— begin Passage given —
The Ottawa Mathematics Conference has showcased the academic talent of the capital region for over 10 years. Previous Keynote speakers have been:

**Maia Fraser (University of Ottawa)**

**Title**: Persistence modules: from Applied to Pure Math

**Abstract**: The first notions of topology were invented to solve real world problems, for example in Euler’s work in the 1700’s. Later, topology grew into an important area of Pure Math in its own right. Applications continued however and I will describe some of them, in particular the recent tool of persistent homology developed in topological data analysis. Interestingly this tool in turn can be fruitfully applied within Pure Math. I discuss some new applications, including persistence modules in symplectic geometry.

**Pieter Hofstra (University of Ottawa)**

**Title**: The Joy of Abstraction

**Abstract**: Mathematics comes in many different flavours, ranging from very concrete and problem-driven, to very abstract and conceptual. One possible reason for introducing abstract concepts is laziness: instead of doing similar problems or proofs over and over again (perhaps with minor variations), one tries to develop a more general theory that captures all examples of interest. Another reason is that viewing a mathematical phenomenon on the “right” level of abstraction often leads to unexpected insights or connections with other concepts. In this talk, I will explain how the language of categories is particularly suitable to drawing out the essence of mathematical ideas, and to uncover new connections between seemingly unrelated areas of mathematics.
— end Passage given —
What you will do →
#1 Repeat everything in the Ottawa Mathematics Conference passage from "The Ottawa Mathematics" down to "in symplectic geometry.", word for word.
#2 Write what comes next in the passage on the Ottawa Mathematics Conference keynote speakers, picking up right after its final sentence.
— begin Records supplied —
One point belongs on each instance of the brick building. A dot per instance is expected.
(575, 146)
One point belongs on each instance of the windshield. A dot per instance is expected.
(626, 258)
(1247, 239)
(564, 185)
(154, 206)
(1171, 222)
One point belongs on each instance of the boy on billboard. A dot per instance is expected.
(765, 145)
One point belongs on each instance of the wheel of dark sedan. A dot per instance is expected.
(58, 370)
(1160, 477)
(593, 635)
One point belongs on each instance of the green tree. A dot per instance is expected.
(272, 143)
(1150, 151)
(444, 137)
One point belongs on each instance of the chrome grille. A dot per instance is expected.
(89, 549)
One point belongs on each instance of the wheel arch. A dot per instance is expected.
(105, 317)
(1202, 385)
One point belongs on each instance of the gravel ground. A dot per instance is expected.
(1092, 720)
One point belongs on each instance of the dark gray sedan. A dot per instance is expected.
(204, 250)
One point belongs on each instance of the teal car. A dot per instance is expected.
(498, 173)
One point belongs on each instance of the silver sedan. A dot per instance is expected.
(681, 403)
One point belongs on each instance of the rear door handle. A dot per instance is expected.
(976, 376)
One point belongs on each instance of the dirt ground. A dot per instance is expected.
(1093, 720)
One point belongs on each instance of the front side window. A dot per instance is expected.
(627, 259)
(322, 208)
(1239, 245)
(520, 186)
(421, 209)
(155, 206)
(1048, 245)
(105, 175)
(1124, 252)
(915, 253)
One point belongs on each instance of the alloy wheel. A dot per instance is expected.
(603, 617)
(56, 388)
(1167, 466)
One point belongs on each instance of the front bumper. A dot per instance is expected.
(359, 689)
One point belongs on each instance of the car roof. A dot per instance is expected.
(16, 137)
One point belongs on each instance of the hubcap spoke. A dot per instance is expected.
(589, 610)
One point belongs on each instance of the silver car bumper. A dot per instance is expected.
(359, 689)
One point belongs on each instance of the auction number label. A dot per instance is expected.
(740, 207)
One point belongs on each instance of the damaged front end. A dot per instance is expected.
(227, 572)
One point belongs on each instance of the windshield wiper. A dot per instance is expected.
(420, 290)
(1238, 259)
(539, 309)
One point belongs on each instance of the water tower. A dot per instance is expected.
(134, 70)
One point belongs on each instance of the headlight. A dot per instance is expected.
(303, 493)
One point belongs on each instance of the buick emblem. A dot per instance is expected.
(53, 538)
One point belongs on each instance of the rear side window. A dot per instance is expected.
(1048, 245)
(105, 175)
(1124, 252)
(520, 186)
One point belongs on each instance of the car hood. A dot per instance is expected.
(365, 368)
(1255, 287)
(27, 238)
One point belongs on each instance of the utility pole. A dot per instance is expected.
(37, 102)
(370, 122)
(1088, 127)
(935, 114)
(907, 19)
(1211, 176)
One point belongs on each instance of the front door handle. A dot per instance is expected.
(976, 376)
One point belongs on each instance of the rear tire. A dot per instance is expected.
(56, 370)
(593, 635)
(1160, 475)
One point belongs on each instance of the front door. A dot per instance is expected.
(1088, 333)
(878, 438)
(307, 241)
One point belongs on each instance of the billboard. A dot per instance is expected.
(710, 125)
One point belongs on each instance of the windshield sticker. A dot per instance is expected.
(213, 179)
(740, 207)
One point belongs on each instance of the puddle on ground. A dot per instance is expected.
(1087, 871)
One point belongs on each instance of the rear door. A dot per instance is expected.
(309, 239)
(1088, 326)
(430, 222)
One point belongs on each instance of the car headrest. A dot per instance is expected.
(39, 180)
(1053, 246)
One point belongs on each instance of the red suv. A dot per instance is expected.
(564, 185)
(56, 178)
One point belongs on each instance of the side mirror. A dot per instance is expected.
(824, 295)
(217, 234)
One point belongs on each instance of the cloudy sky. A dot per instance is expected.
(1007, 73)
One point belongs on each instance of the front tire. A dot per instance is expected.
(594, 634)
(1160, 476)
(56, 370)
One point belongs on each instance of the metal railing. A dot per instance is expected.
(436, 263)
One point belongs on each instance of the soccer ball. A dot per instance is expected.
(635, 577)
— end Records supplied —
Expected answers →
#1
The Ottawa Mathematics Conference has showcased the academic talent of the capital region for over 10 years. Previous Keynote speakers have been:

**Maia Fraser (University of Ottawa)**

**Title**: Persistence modules: from Applied to Pure Math

**Abstract**: The first notions of topology were invented to solve real world problems, for example in Euler’s work in the 1700’s. Later, topology grew into an important area of Pure Math in its own right. Applications continued however and I will describe some of them, in particular the recent tool of persistent homology developed in topological data analysis. Interestingly this tool in turn can be fruitfully applied within Pure Math. I discuss some new applications, including persistence modules in symplectic geometry.

#2
**Brett Stevens (Carleton University)**

**Title**: Tournament design, geometry and non-linear functions

**Abstract**: A video game tournament is held with 64 participants playing 8 games over 8 rounds. In each round, 8 people play each game against each other and no one plays the same game twice. We would like to find a tournament schedule that maximizes the number of pairs of people who play against each other in some round and minimizes the number of pairs who play against each other more than once. We set up this optimization problem as a combinatorial design. We find various solutions built from lines and ovals in finite projective planes and highly non-linear functions over finite groups. We discuss the trade-offs between the two objectives and other properties such as symmetry. the last group of solutions has some connections to Costas arrays and cryptosystems resistant to differential cryptanalysis.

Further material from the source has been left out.